**Stated problem**:
Copy the drilling display text word for word, starting at "[0038] As shown" and ending at "its, toolface readings.".

**Text extract**:
* Start *

Thus, for example, the HMI 100 may depict the current or most
recent inclination with both a textual indicator (e.g., indicator
140) and a graphical indicator (e.g., indicator 140a). In the
embodiment shown in FIG. 1, the graphical inclination indicator
140a represents the current or most recent inclination as an
arcuate bar, where the length of the bar indicates the degree to
which the inclination varies from vertical.
[0037] The HMI 100 may also include a textual and/or other type of
indicator 145 displaying the current or most recent azimuth
orientation of the remote end of the drill string. The indicator
145 may also display the time at which the most recent azimuth
measurement was performed or received, as well as the value of any
parameter being monitored by a second channel at that time. For
example, in the exemplary embodiment shown in FIG. 1, the most
recent drill string end azimuth was 67.degree., and this
measurement was taken at time 12:59:55 relative to the system
clock, at which time the bit-depth was most recently measured to be
1830 feet. The HMI 100 may also include an additional graphical or
other type of indicator 145a displaying the current or most recent
inclination. Thus, for example, the HMI 100 may depict the current
or most recent inclination with both a textual indicator (e.g.,
indicator 145) and a graphical indicator (e.g., indicator 145a). In
the embodiment shown in FIG. 1, the graphical azimuth indicator
145a represents the current or most recent azimuth measurement as
an arcuate bar, where the length of the bar indicates the degree to
which the azimuth orientation varies from true North or some other
predetermined position.
[0038] As shown in FIG. 1, an example of a toolface advisory sector
is displayed showing an example toolface advisory of 250 degrees.
In this example, this is the preferred angular zone within which
the driller or directional driller, or automated drilling program,
should endeavor to keep his, or its, toolface readings.
[0039] Referring to FIG. 2, illustrated is a magnified view of a
portion of the HMI 100 shown in FIG. 1. In embodiments in which the
HMI 100 is depicted as a dial or target shape, the most recent
toolface and quill position measurements may be closest to the edge
of the dial, such that older readings may step toward the middle of
the dial. For example, in the exemplary embodiment shown in FIG. 2,
the last reading was 8 minutes before the currently-depicted system
time, the next reading was also received in the 8.sup.th minute
before the currently-depicted system time, and the oldest reading
was received in the 9.sup.th minute before the currently-depicted
system time. Readings that are hours or seconds old may indicate
the length/unit of time with an "h" for hours or a format such as
":25" for twenty five seconds before the currently-depicted system
time.

* End *

**Data block**:
* Start *

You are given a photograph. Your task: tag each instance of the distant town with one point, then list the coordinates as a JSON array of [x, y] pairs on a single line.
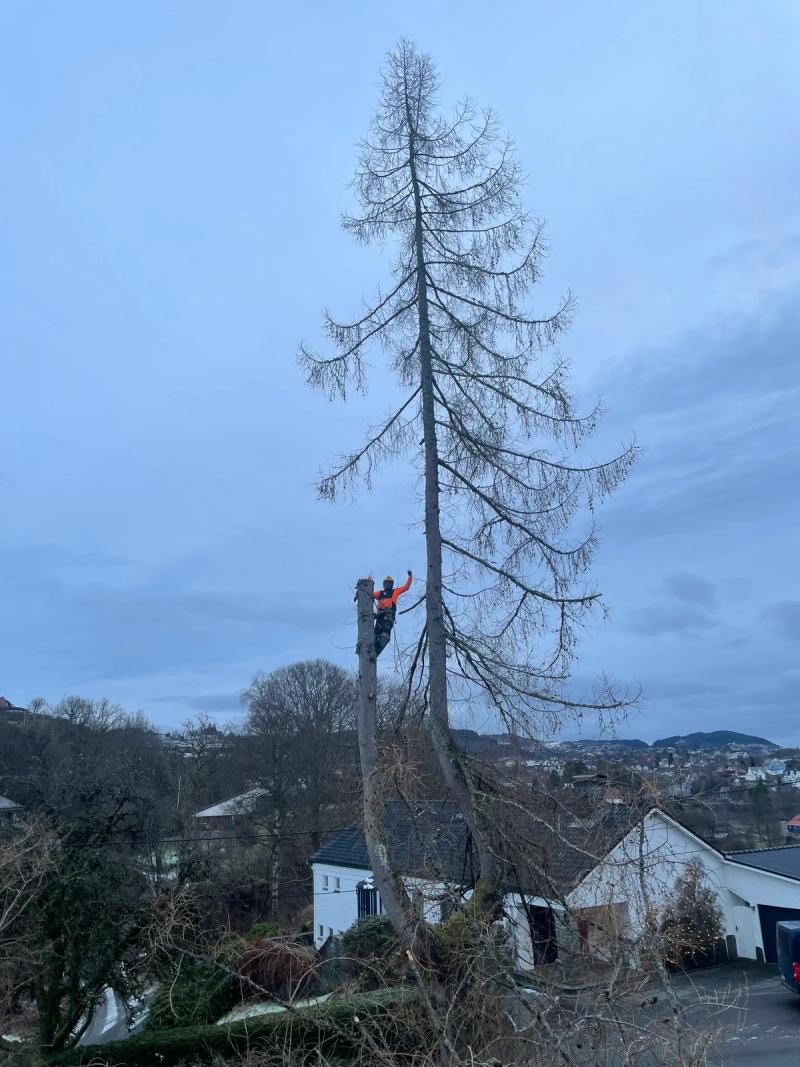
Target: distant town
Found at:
[[737, 790]]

* End *

**Result of this task**:
[0038] As shown in FIG. 1, an example of a toolface advisory sector
is displayed showing an example toolface advisory of 250 degrees.
In this example, this is the preferred angular zone within which
the driller or directional driller, or automated drilling program,
should endeavor to keep his, or its, toolface readings.